Selected excerpt
# Shellbrows quarry, Northumberland. 2008.



## Sabtr (Apr 21, 2008)

Shellbrows quarry is located about 1 mile West of Matfen in Northumberland. It is a small, shallow disused limestone quarry with it's own limekilns. I visited the site with BigLoada earlier this year. The whole area has many historical "oddities" nearby. An old Roman road (The Devils Causeway) runs through the site and an ROC post is located nearby. A Flashearth location:
http://www.flashearth.com/?lat=55.040939&lon=-1.999327&z=18.6&r=0&src=ggl

A lime kiln.



The top of the kilns.


BigLoada with the quarry bed dropping away behind him.



The quarry in all its beauty.



Within the quarry we also came across a small "dump" which was rabbit infested. We spent quite a while looking through what the bunnies had dug up for us! Although the rubbish dated back to about 1950 we came across some interesting junk! I'm sure BigLoada has some photos of it!

Thanks for looking.


----------



## Elvis killer (Apr 21, 2008)

Old rubbish dumps are cool, remember when you, bigloada, me and me mate were looking for that s.o.e. auxilery bunker a few months ago, well before we met you we found a dump near where we were looking, there was earthenware bottles clay pipes and all sorts liying about, you can get good money for old bottles there very collectable apparantly. Like the limekiln btw


----------



## Foxylady (Apr 21, 2008)

Material provided
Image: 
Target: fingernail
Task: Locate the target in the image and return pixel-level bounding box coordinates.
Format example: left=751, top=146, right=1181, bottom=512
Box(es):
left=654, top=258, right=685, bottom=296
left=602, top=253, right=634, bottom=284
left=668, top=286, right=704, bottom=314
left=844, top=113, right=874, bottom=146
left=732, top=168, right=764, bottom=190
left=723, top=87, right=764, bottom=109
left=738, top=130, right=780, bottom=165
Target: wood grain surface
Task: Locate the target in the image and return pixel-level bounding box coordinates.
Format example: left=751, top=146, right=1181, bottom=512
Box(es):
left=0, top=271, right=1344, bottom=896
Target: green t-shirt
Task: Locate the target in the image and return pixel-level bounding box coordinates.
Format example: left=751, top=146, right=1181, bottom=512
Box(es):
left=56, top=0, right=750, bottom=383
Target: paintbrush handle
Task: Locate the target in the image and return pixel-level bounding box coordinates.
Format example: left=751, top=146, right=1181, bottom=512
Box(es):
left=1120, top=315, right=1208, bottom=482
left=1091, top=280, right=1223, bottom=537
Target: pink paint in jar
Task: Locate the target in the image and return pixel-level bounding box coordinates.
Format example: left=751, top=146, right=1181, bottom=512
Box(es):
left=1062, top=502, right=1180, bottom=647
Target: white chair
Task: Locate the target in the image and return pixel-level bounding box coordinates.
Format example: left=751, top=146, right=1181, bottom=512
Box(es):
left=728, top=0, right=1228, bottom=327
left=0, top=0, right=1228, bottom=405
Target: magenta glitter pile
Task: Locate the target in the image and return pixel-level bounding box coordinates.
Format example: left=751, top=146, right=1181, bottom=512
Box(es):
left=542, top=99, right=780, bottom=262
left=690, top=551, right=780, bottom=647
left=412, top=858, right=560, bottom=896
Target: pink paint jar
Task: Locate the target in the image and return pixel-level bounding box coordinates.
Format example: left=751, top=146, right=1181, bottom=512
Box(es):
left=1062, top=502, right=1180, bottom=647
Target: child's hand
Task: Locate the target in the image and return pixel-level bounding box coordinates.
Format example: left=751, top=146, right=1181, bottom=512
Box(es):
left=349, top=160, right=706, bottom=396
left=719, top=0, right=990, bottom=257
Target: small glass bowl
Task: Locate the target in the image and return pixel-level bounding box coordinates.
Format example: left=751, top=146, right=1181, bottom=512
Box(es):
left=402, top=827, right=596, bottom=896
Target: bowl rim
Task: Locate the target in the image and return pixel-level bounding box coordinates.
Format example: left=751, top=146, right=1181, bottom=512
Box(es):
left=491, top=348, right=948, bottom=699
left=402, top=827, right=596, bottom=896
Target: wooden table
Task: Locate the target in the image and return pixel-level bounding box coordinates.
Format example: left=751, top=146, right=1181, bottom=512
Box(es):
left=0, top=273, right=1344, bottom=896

Goals
A - Retype the records from their first line through the line with "left=0, top=271, right=1344, bottom=896", keeping each line as it appears.
B - Write what comes next in the forum thread about Shellbrows quarry, picking up after its last line.

Task-by-task answers
A -
Image: 
Target: fingernail
Task: Locate the target in the image and return pixel-level bounding box coordinates.
Format example: left=751, top=146, right=1181, bottom=512
Box(es):
left=654, top=258, right=685, bottom=296
left=602, top=253, right=634, bottom=284
left=668, top=286, right=704, bottom=314
left=844, top=113, right=874, bottom=146
left=732, top=168, right=764, bottom=190
left=723, top=87, right=764, bottom=109
left=738, top=130, right=780, bottom=165
Target: wood grain surface
Task: Locate the target in the image and return pixel-level bounding box coordinates.
Format example: left=751, top=146, right=1181, bottom=512
Box(es):
left=0, top=271, right=1344, bottom=896

B -
I really like that limekiln. Lovely old quarry in a great location. Sounds like my kind of place...sadly, too far for me to visit. Are there any other roman remains in the area as well as the road at all? I agree, old rubbish dumps are cool...used to root about in them when I was a kid.


----------



## King Al (Apr 21, 2008)

Great pics! really like that Kiln, Looks like you had a nice day out


----------



## Sabtr (Apr 21, 2008)

Thank you for all the comments.  There are loads of quarry type thingys like this and one day I think I'll manage to cover them all!
Foxylady - this site is a few miles north of hadrians wall and also near to Dere Street (another roman road). Most of the Roman stuff lies around hadrians wall but to be honest it isn't my cup of tea! I would much rather find all the little known stuff - I enjoy the research and the thrills of a find. Next time I am travelling along the military road (basically hadrians wall) I will catch a few snaps for you. It is still impressive to see the earth works which were associated with the wall. I also know of a field which Dere Street cuts through and you can see the raised road in the grass.


----------



## Foxylady (Apr 21, 2008)

Cheers, sausage.  I'm very much into Romano-Britain (it's sort of my specialist subject  ) and my dream holiday is to walk Hadrians Wall. I wondered if the site was anywhere nearby there.
Look forward to seeing the other quarries.


----------



## BigLoada (Apr 24, 2008)

Just noticed this thread now mate! But that pic of me is terrible, it really isnt showing my best side y'know! Anyway, thats class stuff man, I didnt really get any good photos though as I was too busy searching the dump for old poison bottles as usual.

Foxy, there are hundreds of old quarries and mines here especially in South Northumberland and around the wall area. The Explorer series OS maps are great for that kind of thing


----------



## the|td4 (Apr 26, 2008)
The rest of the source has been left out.